-------- Records --------
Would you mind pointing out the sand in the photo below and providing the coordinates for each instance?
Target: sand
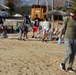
(31, 57)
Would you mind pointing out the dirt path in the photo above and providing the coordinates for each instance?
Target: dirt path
(31, 57)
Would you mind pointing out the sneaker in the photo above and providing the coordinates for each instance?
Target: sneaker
(62, 66)
(26, 39)
(32, 36)
(70, 69)
(23, 39)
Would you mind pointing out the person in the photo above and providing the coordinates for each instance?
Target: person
(45, 27)
(2, 28)
(24, 28)
(69, 41)
(36, 25)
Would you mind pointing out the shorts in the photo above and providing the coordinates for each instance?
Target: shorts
(45, 30)
(35, 28)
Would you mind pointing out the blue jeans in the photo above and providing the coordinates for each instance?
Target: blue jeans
(70, 46)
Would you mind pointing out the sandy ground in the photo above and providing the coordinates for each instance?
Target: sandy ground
(31, 57)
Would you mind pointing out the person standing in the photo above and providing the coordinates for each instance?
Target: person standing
(36, 25)
(24, 28)
(70, 42)
(45, 27)
(2, 28)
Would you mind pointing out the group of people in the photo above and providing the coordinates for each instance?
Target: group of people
(69, 24)
(24, 28)
(69, 36)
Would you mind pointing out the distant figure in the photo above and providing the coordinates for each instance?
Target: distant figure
(69, 41)
(45, 27)
(2, 28)
(24, 28)
(36, 26)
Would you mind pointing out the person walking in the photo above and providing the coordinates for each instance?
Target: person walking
(24, 28)
(69, 41)
(36, 26)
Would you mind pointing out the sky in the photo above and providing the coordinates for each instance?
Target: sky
(30, 2)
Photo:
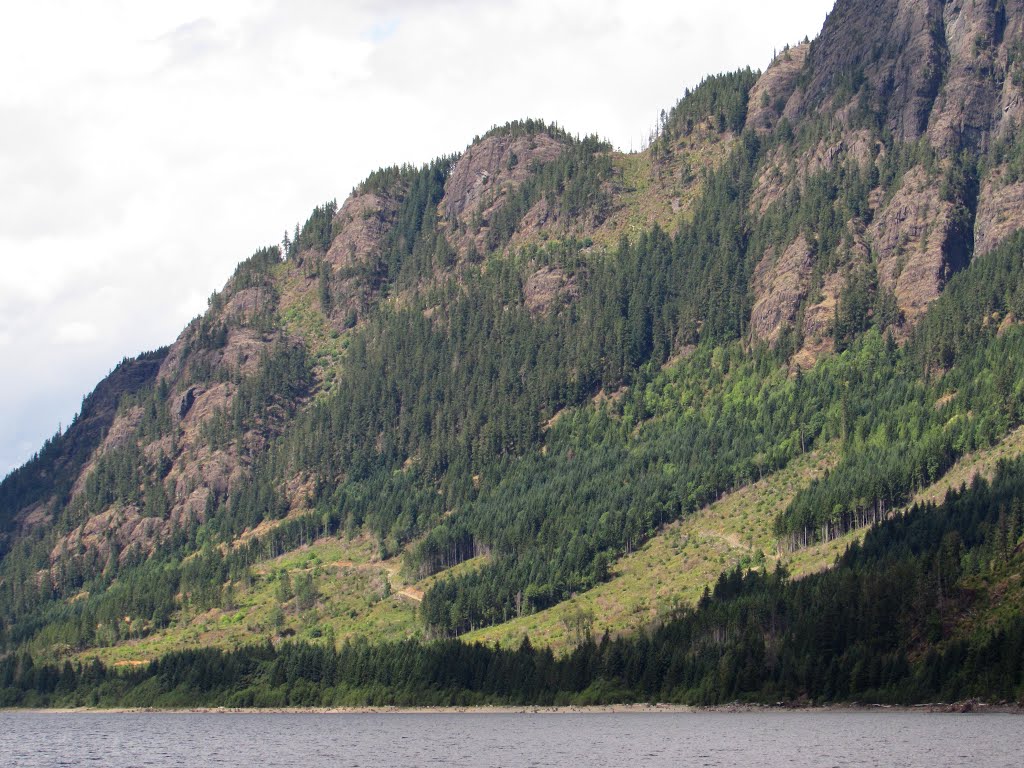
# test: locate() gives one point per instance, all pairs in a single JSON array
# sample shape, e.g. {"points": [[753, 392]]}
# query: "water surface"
{"points": [[378, 740]]}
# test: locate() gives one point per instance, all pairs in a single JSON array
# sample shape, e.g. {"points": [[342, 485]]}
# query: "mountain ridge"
{"points": [[534, 355]]}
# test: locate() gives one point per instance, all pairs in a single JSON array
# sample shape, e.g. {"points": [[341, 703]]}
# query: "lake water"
{"points": [[761, 739]]}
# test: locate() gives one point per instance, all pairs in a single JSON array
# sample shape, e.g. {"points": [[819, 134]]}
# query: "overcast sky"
{"points": [[146, 147]]}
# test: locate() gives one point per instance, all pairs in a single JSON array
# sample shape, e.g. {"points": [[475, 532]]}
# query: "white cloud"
{"points": [[76, 332], [147, 147]]}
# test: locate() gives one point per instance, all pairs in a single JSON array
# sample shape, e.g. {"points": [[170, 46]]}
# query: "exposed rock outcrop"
{"points": [[1000, 213], [914, 244], [361, 225], [779, 287], [773, 89], [547, 287], [482, 178]]}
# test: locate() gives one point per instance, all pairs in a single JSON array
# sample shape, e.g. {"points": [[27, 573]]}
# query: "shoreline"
{"points": [[970, 707]]}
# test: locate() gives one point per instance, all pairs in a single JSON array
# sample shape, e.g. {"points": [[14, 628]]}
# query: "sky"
{"points": [[146, 147]]}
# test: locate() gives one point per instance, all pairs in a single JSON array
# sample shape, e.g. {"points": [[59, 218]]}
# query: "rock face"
{"points": [[927, 67], [480, 181], [1000, 213], [779, 287], [773, 89], [548, 287], [893, 46], [363, 223], [915, 245]]}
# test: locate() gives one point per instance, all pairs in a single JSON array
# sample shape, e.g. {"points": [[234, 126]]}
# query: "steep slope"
{"points": [[502, 373]]}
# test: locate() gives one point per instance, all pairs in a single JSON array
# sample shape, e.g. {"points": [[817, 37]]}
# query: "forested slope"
{"points": [[478, 384]]}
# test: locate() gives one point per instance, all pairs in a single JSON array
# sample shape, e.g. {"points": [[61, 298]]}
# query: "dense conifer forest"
{"points": [[508, 380], [860, 631]]}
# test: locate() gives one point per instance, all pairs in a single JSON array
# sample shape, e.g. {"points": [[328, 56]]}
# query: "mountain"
{"points": [[473, 396]]}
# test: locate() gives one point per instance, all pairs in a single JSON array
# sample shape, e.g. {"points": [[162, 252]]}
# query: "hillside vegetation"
{"points": [[544, 388]]}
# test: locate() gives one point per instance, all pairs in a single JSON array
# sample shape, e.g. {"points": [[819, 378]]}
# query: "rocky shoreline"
{"points": [[969, 707]]}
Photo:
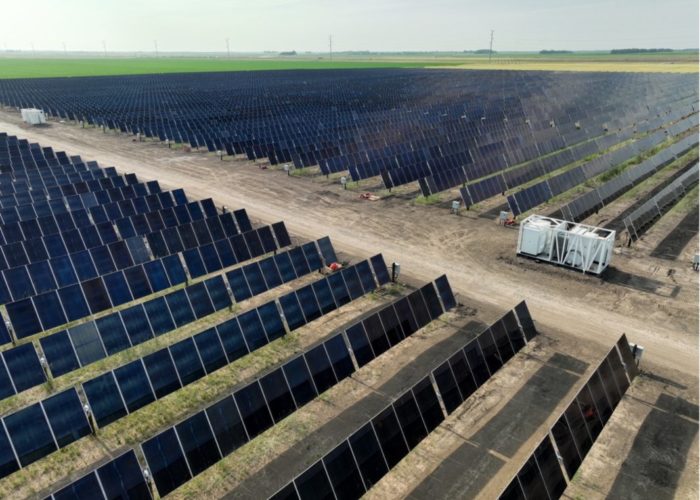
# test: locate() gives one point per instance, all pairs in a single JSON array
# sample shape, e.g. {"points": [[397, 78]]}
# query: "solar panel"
{"points": [[387, 438], [575, 431]]}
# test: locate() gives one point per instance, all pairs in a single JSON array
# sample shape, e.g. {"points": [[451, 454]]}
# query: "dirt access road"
{"points": [[475, 253]]}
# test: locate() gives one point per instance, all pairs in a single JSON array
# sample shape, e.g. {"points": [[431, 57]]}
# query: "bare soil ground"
{"points": [[654, 301]]}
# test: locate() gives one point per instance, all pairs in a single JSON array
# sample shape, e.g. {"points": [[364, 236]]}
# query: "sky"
{"points": [[375, 25]]}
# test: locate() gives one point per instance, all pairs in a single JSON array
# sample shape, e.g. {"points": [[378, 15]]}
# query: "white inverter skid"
{"points": [[586, 248], [33, 116]]}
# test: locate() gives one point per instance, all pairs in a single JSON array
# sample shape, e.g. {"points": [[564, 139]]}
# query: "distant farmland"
{"points": [[29, 67]]}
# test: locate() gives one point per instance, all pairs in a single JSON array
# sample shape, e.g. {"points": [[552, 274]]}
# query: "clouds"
{"points": [[389, 25]]}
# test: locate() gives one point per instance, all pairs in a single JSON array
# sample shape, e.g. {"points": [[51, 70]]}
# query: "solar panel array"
{"points": [[532, 196], [592, 201], [443, 126], [510, 178], [119, 392], [574, 433], [179, 262], [178, 453], [637, 222], [361, 460]]}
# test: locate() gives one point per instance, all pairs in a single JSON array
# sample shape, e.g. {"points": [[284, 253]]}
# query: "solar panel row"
{"points": [[181, 452], [576, 430], [360, 461], [126, 389], [592, 201], [70, 349], [402, 125], [637, 222], [543, 191], [510, 176], [75, 255], [70, 303], [119, 478]]}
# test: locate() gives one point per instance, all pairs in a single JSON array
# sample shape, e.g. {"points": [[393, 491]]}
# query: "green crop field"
{"points": [[39, 67], [52, 67]]}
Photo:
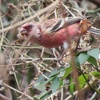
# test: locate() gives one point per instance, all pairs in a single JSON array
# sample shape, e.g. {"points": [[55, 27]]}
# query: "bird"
{"points": [[55, 32]]}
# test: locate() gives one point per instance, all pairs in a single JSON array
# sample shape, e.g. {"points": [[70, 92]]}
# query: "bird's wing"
{"points": [[59, 24]]}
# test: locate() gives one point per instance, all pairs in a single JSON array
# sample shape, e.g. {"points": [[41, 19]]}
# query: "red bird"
{"points": [[53, 33]]}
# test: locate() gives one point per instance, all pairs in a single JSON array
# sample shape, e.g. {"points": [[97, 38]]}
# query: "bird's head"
{"points": [[30, 28]]}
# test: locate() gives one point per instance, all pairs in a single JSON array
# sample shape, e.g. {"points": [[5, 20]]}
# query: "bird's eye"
{"points": [[30, 25]]}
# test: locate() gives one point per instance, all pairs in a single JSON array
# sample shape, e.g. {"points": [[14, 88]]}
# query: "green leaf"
{"points": [[92, 60], [94, 53], [71, 86], [61, 74], [82, 58], [53, 73], [96, 74], [55, 84], [40, 86], [82, 80], [67, 72], [43, 95]]}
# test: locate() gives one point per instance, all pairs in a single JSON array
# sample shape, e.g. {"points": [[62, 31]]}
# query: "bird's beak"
{"points": [[23, 31]]}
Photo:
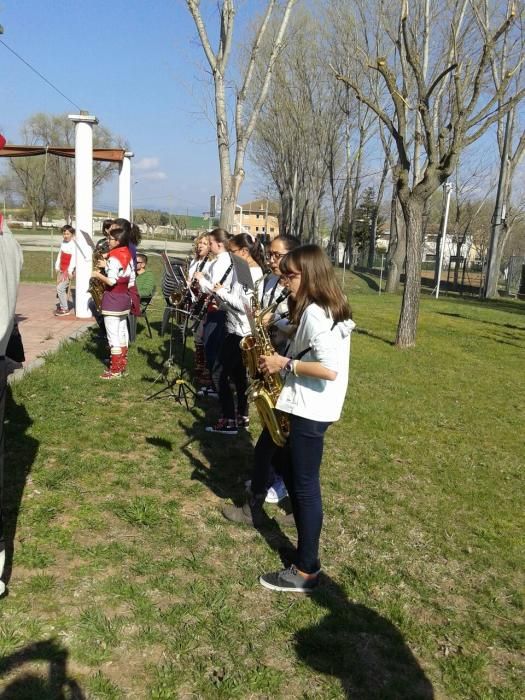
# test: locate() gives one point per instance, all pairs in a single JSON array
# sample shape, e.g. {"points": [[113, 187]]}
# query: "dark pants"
{"points": [[3, 394], [301, 476], [213, 336], [266, 455], [232, 368]]}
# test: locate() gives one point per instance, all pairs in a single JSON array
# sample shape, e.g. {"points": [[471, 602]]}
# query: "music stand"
{"points": [[178, 387]]}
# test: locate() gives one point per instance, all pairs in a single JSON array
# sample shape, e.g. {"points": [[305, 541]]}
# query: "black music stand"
{"points": [[178, 387]]}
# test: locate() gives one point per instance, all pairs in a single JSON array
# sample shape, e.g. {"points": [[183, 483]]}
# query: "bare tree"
{"points": [[49, 180], [244, 124], [448, 103], [513, 213], [297, 141]]}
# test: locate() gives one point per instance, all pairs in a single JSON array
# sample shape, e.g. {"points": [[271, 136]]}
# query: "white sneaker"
{"points": [[207, 393], [276, 493]]}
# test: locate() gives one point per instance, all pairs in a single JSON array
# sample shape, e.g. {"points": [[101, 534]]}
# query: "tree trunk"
{"points": [[407, 327], [230, 192], [397, 248]]}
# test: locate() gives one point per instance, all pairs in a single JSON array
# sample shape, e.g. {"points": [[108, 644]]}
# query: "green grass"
{"points": [[39, 266], [125, 571]]}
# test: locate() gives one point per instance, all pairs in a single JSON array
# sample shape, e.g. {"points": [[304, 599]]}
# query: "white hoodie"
{"points": [[10, 266], [309, 397]]}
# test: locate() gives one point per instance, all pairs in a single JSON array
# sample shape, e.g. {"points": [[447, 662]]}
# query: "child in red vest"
{"points": [[65, 268], [118, 276]]}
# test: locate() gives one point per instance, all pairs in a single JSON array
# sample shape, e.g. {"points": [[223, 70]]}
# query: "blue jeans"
{"points": [[301, 472]]}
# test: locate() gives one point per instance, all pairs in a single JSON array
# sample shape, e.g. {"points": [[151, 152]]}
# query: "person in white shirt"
{"points": [[316, 380], [65, 268], [219, 272], [237, 326]]}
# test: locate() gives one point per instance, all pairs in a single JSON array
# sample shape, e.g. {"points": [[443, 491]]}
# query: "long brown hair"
{"points": [[220, 235], [319, 284], [243, 240]]}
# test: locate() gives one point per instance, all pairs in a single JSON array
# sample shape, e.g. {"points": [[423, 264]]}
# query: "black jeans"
{"points": [[3, 395], [232, 368], [301, 476], [213, 336], [267, 455]]}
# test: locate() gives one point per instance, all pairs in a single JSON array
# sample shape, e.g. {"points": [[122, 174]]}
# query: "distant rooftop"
{"points": [[259, 205]]}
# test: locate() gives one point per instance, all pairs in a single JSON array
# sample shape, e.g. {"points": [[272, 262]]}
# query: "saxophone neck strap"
{"points": [[301, 354], [221, 281]]}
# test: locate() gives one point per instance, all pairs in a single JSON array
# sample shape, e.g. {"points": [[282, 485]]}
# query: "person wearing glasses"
{"points": [[118, 276], [266, 452], [315, 371], [145, 279]]}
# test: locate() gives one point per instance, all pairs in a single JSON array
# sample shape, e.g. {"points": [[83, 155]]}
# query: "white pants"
{"points": [[117, 331]]}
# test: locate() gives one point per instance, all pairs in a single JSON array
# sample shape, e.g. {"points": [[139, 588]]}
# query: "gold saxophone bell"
{"points": [[264, 389]]}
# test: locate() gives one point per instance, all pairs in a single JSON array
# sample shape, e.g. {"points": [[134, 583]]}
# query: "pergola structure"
{"points": [[84, 155]]}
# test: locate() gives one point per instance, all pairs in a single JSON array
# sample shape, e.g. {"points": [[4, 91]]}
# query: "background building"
{"points": [[259, 217]]}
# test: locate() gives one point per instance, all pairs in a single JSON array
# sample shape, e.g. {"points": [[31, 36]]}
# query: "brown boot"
{"points": [[250, 513]]}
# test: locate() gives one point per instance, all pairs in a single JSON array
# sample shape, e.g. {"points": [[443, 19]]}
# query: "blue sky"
{"points": [[137, 66]]}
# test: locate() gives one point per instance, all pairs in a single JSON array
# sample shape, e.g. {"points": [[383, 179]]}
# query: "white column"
{"points": [[124, 187], [83, 207]]}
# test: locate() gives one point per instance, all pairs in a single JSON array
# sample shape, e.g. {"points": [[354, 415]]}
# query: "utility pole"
{"points": [[491, 279], [266, 232], [447, 191]]}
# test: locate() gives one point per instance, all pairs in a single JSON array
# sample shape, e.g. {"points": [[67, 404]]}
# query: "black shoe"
{"points": [[290, 580]]}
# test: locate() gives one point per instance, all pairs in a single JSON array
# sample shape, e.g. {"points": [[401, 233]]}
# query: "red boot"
{"points": [[124, 360], [114, 370]]}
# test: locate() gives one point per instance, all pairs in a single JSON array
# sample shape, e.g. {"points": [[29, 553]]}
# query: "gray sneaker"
{"points": [[290, 580]]}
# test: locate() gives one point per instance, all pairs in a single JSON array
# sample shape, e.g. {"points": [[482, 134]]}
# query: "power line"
{"points": [[40, 75]]}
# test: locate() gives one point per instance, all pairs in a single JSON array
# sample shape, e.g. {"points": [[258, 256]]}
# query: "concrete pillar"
{"points": [[83, 207], [124, 187]]}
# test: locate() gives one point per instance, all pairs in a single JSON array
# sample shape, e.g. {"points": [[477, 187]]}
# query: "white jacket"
{"points": [[308, 397], [215, 272], [236, 299], [11, 261]]}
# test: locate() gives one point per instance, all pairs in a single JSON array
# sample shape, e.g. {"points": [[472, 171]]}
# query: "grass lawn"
{"points": [[38, 267], [127, 583]]}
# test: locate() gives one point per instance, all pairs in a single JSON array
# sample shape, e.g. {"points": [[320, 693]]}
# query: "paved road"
{"points": [[43, 242]]}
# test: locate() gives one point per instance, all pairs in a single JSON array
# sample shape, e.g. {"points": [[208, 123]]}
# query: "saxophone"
{"points": [[97, 287], [264, 389]]}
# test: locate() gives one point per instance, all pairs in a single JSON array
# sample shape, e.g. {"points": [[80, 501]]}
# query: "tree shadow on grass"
{"points": [[223, 461], [369, 334], [509, 326], [29, 685], [171, 351], [369, 279], [20, 453], [362, 648]]}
--------
**Requirement**
The lines to show are those in the data above that include "each".

**Exercise output**
Would you mind pointing out the sand in the photo below and providing the coordinates for each instance?
Would you mind pointing out the dirt path in the photo above and providing the coordinates for each instance?
Would you mind pointing out the sneaker in the photo above and providing the coordinates for each instance?
Would you mind pointing out the person in the photo above and providing the coordinates for each instance?
Would you mind pointing out the shorts in the photo above and providing the coordinates for each instance?
Would you mind pointing out the blue jeans in the photo above and providing the coordinates for each instance?
Would you mind pointing out the sandy ground in the photo above and providing the coordinates for each instance?
Would you mind pointing out the person standing in the photo above and providing the coordinates for each instance?
Would you mind pointing out the group of people in the photo above and providing the coordinates for each instance?
Would you mind pointing out the distant figure in the photo above and providing the coordinates for each instance?
Would you mind pointing out the person walking in the photo above and providing the coordinates for each instance?
Would you mind pointing out the sky in the photo above and providing the coordinates for each instance?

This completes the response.